**Exercise instructions**
Render the following material again verbatim, leaving nothing out.

(Records from a data source)

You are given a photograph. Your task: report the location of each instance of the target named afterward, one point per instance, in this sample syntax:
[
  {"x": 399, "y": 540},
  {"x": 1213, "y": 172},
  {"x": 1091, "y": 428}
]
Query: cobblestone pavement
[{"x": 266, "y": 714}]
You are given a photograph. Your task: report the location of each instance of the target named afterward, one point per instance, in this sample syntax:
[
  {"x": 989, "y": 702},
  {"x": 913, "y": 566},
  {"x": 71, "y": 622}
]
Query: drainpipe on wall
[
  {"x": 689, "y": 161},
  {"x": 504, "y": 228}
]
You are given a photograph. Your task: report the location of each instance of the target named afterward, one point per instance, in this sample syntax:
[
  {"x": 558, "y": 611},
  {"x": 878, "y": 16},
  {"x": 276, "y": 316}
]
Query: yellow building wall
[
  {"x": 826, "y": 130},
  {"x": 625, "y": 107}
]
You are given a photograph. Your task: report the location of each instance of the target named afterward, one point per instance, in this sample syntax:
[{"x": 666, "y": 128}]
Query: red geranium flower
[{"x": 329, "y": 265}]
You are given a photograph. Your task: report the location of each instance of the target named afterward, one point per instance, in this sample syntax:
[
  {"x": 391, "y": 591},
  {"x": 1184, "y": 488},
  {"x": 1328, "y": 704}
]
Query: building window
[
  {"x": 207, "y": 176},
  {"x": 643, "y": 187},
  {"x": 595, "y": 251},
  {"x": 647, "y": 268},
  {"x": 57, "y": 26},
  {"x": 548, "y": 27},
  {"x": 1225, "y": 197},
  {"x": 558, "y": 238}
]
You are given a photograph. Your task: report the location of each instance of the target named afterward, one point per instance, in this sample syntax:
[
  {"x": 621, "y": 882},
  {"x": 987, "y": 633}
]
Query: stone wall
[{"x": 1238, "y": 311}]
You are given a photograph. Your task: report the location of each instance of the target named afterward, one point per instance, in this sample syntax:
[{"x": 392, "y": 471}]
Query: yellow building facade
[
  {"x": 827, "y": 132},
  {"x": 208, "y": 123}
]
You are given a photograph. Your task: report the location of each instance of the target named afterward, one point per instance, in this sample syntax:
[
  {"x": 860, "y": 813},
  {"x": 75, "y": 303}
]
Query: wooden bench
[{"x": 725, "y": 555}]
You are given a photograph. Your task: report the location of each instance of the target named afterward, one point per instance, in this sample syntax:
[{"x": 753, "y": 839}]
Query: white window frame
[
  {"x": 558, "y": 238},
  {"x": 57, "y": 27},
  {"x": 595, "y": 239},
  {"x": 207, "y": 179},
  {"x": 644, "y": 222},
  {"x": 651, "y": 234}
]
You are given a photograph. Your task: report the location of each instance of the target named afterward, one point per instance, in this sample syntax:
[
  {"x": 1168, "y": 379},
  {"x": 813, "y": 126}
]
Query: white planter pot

**Answer to this problem**
You are given a photograph. Your task: report the location of each instance of the target named afterward, one point per instance, in this sample syntax:
[
  {"x": 399, "y": 540},
  {"x": 1213, "y": 172},
  {"x": 1091, "y": 428}
]
Query: cobblestone pavement
[{"x": 266, "y": 714}]
You are given a photograph. Your task: report the location of each instance of the target named afterward, one point per instance, in this sample syntax:
[
  {"x": 989, "y": 702},
  {"x": 913, "y": 566},
  {"x": 71, "y": 622}
]
Query: drainpipe on wall
[
  {"x": 689, "y": 161},
  {"x": 504, "y": 228}
]
You are given a photograph. Your task: report the location of each instance of the target named afterward, one point per instance, in this sample syntax:
[
  {"x": 558, "y": 611},
  {"x": 878, "y": 16},
  {"x": 276, "y": 316}
]
Query: yellow building wall
[
  {"x": 826, "y": 130},
  {"x": 625, "y": 107}
]
You are given a photograph. Your task: report the location of each instance of the target named afterward, one point per instance, in this sample syntax:
[{"x": 666, "y": 128}]
Query: red geranium flower
[{"x": 329, "y": 265}]
You are given a photograph. Your task: report the location of each instance of the target named afterward, one point per instance, in this sample syntax:
[
  {"x": 391, "y": 591},
  {"x": 1184, "y": 488},
  {"x": 1328, "y": 704}
]
Query: building window
[
  {"x": 207, "y": 176},
  {"x": 643, "y": 187},
  {"x": 595, "y": 251},
  {"x": 647, "y": 268},
  {"x": 57, "y": 26},
  {"x": 548, "y": 27},
  {"x": 1225, "y": 197},
  {"x": 558, "y": 238}
]
You are given a photograph. Your task: report the location of each instance of the target named afterward, one point per instance, in this sample syntax:
[
  {"x": 621, "y": 882},
  {"x": 987, "y": 633}
]
Query: stone wall
[{"x": 1238, "y": 311}]
You are given a photograph. Your task: report the location of each instance of the target named afterward, one point per instance, in this sample syntax:
[{"x": 392, "y": 471}]
Query: yellow building facade
[
  {"x": 827, "y": 132},
  {"x": 208, "y": 123}
]
You are given a photograph. Your task: report the location of each instance of the target named afterward, one point per instance, in this sample syntax:
[
  {"x": 860, "y": 813},
  {"x": 75, "y": 303}
]
Query: wooden bench
[{"x": 725, "y": 555}]
You are given a photograph. Your task: report the location of each instance of the target named afterward, one point per instance, in this sample syntax:
[{"x": 753, "y": 839}]
Query: white window frame
[
  {"x": 558, "y": 238},
  {"x": 57, "y": 27},
  {"x": 595, "y": 239},
  {"x": 207, "y": 179},
  {"x": 644, "y": 222},
  {"x": 651, "y": 234}
]
You are given a photograph. Your task: report the location of each instance of the target named afterward, one point per instance, in this sample syntax:
[
  {"x": 1168, "y": 379},
  {"x": 813, "y": 126}
]
Query: white planter pot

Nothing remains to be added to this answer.